| Requirement |
Print exactly, and only, the lines running from the line containing "of the fireplace" through the end of the records below.

| Data shown |
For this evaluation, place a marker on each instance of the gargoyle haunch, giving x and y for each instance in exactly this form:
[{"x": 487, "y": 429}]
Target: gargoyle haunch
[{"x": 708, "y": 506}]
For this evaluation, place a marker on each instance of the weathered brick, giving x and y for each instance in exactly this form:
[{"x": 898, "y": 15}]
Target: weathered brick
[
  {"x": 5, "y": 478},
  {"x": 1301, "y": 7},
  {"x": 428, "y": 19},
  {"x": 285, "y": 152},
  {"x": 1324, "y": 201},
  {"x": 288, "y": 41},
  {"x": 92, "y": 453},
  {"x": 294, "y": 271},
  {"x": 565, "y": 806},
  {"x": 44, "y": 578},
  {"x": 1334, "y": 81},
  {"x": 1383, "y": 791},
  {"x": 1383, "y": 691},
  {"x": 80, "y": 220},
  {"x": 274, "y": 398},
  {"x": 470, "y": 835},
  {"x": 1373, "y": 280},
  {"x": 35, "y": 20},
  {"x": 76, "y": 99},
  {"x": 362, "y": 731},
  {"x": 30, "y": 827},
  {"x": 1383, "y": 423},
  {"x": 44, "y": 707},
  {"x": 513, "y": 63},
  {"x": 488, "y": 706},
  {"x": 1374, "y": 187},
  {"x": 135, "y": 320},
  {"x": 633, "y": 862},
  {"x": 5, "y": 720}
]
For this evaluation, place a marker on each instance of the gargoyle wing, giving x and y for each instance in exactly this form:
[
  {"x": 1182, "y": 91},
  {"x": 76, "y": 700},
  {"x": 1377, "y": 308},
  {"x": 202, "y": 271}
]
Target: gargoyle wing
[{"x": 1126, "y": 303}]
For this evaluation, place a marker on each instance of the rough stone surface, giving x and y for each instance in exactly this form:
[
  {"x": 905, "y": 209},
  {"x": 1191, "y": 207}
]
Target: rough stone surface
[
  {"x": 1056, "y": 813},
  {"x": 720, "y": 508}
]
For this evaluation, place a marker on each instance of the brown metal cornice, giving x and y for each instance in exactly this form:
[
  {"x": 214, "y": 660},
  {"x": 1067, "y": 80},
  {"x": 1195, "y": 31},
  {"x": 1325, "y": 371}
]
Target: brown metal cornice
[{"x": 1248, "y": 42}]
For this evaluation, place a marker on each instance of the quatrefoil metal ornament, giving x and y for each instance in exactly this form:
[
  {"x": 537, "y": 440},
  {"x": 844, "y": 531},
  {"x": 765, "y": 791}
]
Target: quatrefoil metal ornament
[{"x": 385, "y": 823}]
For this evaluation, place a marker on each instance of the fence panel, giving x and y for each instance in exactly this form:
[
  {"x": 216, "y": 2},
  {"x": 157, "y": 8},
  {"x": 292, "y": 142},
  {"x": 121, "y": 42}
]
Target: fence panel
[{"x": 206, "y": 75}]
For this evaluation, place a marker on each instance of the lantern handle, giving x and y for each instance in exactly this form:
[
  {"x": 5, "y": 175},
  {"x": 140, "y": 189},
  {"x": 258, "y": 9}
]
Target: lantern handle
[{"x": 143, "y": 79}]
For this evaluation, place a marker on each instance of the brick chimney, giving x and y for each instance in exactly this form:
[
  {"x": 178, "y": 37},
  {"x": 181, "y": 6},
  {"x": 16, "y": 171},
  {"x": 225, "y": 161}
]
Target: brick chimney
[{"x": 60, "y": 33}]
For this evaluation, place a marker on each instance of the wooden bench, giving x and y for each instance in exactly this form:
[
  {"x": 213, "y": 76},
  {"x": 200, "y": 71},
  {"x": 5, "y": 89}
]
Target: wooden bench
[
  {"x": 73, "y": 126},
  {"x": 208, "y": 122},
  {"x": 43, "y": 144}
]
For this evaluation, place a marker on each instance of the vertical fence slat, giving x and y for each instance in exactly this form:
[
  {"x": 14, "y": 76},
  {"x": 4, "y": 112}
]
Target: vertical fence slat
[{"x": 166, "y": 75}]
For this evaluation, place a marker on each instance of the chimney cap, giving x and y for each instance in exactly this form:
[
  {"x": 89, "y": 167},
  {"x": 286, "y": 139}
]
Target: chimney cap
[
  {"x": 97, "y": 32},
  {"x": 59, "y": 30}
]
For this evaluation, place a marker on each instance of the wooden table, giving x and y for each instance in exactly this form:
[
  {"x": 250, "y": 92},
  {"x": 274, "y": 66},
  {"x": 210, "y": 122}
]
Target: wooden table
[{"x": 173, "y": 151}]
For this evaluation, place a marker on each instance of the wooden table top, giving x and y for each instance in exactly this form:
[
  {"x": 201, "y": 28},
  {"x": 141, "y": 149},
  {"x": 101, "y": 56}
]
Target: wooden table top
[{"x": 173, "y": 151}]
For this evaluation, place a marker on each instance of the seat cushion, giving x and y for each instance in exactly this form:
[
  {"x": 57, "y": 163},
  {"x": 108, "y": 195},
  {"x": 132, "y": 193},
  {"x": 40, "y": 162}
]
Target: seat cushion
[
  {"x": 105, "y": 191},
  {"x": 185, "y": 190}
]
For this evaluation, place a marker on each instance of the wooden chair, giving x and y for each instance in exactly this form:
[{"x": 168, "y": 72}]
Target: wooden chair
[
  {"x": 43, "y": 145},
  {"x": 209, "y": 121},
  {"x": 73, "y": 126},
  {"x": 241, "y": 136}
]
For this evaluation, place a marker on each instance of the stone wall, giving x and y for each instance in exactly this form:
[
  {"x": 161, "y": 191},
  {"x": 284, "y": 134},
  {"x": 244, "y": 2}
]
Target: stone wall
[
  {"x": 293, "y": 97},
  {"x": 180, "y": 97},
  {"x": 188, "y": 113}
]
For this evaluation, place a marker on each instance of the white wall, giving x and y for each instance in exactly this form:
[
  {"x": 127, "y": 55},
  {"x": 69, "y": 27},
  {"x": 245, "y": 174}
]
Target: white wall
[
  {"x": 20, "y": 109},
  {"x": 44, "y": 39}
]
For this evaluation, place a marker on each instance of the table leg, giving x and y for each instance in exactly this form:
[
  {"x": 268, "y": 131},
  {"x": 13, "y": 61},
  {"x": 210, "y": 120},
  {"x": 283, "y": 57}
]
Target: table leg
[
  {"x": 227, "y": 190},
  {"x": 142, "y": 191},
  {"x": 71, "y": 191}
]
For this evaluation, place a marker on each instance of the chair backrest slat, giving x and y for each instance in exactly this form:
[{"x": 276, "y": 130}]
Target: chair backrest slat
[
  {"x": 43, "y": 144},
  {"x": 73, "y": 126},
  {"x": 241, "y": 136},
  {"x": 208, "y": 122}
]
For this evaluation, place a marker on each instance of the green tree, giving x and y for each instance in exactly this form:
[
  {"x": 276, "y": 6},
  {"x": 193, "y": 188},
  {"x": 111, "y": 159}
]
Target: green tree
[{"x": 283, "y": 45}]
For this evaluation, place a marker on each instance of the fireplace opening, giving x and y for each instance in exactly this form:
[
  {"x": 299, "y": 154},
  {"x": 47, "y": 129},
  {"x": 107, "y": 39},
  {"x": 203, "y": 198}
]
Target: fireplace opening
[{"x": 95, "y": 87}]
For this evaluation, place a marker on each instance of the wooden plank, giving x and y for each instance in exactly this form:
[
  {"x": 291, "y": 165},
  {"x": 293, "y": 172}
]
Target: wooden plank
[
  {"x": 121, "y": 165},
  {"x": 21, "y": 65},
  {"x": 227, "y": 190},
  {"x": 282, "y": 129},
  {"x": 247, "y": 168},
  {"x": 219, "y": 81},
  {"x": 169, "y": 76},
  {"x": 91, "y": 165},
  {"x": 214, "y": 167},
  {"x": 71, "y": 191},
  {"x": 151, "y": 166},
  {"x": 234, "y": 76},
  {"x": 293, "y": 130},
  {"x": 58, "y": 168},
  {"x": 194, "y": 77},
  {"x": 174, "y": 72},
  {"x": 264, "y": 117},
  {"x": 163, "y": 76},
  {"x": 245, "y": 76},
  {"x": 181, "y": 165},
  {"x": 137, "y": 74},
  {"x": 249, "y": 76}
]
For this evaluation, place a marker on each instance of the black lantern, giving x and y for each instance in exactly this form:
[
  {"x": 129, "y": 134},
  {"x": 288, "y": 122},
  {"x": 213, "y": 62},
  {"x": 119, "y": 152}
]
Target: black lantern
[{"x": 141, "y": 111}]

| Result below |
For this evaluation, place a marker on each instance of the fireplace opening, giving x and y for each instance in exactly this form:
[
  {"x": 299, "y": 154},
  {"x": 47, "y": 129},
  {"x": 107, "y": 39},
  {"x": 203, "y": 198}
]
Target: fireplace opening
[{"x": 95, "y": 87}]
For this evaluation, place a marker on each instance of the wooden plank, giving x and y for each instance in exactly this form:
[
  {"x": 291, "y": 165},
  {"x": 293, "y": 172}
]
Target: wooden plank
[
  {"x": 121, "y": 165},
  {"x": 21, "y": 65},
  {"x": 227, "y": 190},
  {"x": 282, "y": 129},
  {"x": 247, "y": 168},
  {"x": 219, "y": 81},
  {"x": 169, "y": 76},
  {"x": 91, "y": 165},
  {"x": 214, "y": 167},
  {"x": 71, "y": 191},
  {"x": 151, "y": 166},
  {"x": 234, "y": 76},
  {"x": 293, "y": 130},
  {"x": 58, "y": 168},
  {"x": 194, "y": 77},
  {"x": 174, "y": 72},
  {"x": 264, "y": 117},
  {"x": 163, "y": 76},
  {"x": 245, "y": 76},
  {"x": 181, "y": 165},
  {"x": 137, "y": 74},
  {"x": 249, "y": 76}
]
For this evaluation, place a marker on each instance of the black lantern, giving x and y for each instance in exactly this form:
[
  {"x": 129, "y": 134},
  {"x": 288, "y": 122},
  {"x": 213, "y": 62},
  {"x": 119, "y": 152}
]
Target: black lantern
[{"x": 141, "y": 111}]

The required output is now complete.